(Stored data entries)
◇ ◇ ◇ ◇ ◇
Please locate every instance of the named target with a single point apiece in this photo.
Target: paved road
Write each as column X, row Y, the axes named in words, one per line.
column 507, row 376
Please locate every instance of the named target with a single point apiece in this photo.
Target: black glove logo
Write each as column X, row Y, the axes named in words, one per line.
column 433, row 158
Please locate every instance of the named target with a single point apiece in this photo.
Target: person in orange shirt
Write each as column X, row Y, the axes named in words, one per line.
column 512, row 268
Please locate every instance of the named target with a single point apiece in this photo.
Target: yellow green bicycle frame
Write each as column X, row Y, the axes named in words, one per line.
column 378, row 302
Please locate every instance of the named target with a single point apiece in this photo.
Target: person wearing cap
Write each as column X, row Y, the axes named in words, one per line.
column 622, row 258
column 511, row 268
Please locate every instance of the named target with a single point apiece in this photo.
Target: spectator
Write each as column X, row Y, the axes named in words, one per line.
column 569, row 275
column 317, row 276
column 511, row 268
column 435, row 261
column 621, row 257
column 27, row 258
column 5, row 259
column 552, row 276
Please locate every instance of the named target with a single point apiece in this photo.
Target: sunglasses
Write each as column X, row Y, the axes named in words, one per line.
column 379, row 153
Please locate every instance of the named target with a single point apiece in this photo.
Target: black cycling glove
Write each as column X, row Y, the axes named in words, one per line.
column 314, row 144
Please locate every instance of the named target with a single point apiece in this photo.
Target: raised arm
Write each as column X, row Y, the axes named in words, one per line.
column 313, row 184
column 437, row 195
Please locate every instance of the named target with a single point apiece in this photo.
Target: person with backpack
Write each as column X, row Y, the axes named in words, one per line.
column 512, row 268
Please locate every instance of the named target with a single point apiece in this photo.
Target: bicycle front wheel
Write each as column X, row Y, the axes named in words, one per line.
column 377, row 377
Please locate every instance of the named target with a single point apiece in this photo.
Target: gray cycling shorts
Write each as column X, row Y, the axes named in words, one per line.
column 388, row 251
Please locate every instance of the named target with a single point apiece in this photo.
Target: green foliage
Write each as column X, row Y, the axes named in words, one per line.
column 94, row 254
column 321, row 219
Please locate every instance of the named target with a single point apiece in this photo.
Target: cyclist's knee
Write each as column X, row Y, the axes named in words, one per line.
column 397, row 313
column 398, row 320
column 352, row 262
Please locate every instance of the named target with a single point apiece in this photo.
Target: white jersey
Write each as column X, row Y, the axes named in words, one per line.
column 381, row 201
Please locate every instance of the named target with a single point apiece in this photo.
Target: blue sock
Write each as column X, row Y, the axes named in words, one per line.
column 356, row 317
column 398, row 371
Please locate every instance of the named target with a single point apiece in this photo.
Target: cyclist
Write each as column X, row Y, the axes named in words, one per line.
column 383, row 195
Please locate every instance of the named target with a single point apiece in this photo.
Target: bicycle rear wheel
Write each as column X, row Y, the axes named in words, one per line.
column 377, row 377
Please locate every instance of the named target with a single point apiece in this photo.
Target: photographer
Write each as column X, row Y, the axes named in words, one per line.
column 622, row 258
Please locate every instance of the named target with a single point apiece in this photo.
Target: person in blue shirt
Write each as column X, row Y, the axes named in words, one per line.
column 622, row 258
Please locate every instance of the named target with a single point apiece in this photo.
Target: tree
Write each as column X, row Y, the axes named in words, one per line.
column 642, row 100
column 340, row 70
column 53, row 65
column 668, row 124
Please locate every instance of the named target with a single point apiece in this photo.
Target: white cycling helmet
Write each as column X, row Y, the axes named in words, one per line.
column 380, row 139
◇ ◇ ◇ ◇ ◇
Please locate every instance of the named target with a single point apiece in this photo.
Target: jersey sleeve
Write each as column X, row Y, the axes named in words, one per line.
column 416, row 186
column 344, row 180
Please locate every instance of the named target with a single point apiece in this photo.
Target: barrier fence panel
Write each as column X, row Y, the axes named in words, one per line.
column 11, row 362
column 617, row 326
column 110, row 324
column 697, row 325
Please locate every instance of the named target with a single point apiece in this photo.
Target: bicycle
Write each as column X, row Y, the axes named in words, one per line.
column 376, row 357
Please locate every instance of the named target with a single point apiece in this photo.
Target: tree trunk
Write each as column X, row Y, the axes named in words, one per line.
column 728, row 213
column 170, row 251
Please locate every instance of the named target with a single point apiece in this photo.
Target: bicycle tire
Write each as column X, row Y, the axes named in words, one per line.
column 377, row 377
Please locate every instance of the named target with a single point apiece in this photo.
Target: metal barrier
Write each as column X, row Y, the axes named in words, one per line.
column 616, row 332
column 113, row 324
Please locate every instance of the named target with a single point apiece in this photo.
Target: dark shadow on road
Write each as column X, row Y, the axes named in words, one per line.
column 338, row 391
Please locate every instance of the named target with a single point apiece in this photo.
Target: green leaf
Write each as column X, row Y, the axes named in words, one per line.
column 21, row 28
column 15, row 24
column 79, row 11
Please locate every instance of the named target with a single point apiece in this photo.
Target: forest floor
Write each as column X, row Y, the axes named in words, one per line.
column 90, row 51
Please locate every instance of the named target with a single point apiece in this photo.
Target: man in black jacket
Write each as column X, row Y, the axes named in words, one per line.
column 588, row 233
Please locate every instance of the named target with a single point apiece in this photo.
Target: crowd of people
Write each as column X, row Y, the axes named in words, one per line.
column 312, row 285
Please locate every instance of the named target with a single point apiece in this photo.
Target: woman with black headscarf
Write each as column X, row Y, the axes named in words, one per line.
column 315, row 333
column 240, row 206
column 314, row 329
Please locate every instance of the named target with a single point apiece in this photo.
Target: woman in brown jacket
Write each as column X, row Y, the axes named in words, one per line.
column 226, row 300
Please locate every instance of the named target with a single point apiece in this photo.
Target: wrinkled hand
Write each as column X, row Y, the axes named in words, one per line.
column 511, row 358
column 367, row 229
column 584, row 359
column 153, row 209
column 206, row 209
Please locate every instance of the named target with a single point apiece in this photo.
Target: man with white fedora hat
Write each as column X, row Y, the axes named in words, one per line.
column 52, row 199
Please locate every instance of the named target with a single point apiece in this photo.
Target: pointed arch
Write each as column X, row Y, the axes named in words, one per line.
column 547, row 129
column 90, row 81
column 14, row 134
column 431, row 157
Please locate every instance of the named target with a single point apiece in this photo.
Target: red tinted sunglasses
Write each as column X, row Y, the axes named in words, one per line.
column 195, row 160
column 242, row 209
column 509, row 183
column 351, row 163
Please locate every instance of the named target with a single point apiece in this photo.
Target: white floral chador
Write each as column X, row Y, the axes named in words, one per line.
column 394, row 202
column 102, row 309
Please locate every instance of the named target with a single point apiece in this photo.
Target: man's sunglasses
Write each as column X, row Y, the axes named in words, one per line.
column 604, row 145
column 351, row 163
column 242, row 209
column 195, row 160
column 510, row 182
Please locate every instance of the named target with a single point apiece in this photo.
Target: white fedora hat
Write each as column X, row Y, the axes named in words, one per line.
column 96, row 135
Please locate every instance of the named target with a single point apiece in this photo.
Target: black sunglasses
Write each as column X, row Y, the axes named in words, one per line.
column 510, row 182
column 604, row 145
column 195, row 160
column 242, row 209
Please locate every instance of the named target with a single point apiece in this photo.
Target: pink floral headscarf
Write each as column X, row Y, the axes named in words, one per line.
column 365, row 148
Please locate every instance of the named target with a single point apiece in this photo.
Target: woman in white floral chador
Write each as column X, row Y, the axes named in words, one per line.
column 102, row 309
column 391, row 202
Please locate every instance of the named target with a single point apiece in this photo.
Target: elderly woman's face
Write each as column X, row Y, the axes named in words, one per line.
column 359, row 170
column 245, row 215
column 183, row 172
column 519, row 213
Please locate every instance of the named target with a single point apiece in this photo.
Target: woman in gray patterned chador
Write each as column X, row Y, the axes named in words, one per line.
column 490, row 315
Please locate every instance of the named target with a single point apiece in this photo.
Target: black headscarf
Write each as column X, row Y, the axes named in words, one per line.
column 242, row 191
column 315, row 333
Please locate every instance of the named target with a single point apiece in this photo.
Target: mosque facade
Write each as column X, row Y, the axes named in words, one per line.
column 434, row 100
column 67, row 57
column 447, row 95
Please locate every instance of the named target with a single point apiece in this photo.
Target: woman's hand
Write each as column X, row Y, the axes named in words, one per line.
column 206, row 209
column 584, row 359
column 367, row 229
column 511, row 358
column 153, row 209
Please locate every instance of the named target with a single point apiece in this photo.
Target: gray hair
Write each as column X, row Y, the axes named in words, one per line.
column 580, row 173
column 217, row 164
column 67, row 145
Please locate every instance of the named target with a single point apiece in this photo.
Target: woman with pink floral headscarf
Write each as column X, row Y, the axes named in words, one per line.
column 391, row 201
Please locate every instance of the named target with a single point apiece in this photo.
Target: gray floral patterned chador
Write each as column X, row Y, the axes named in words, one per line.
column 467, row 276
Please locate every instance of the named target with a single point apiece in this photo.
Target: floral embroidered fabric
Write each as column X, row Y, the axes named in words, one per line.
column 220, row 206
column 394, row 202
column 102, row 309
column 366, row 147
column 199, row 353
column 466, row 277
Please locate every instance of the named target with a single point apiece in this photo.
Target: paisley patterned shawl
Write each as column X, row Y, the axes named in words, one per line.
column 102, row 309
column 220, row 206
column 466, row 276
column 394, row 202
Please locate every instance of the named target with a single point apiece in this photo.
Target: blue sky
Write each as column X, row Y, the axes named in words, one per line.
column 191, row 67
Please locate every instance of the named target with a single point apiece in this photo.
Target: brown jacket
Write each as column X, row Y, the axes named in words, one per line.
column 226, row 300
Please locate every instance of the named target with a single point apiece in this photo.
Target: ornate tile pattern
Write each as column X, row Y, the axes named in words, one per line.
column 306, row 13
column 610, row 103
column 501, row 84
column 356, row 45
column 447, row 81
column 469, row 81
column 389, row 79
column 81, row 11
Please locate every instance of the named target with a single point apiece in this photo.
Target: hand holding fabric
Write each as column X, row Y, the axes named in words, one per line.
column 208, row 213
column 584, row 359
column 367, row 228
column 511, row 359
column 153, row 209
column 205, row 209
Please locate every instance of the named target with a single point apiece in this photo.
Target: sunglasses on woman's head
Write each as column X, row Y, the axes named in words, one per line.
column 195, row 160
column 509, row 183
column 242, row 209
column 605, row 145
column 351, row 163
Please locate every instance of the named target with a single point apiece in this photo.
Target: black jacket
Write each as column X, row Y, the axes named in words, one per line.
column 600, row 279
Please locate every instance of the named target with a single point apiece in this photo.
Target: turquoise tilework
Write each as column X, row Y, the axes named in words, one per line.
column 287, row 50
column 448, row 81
◇ ◇ ◇ ◇ ◇
WHAT THE TASK ASKS >> Your answer should be every line above that contains the word "woman".

ANSWER TO THIS EXERCISE >>
Target: woman with black headscarf
Target: woman in brown jacket
Target: woman in white floral chador
Target: elderly woman's face
Target: woman in gray patterned chador
Target: woman's hand
Target: woman with pink floral headscarf
Target: sunglasses on woman's head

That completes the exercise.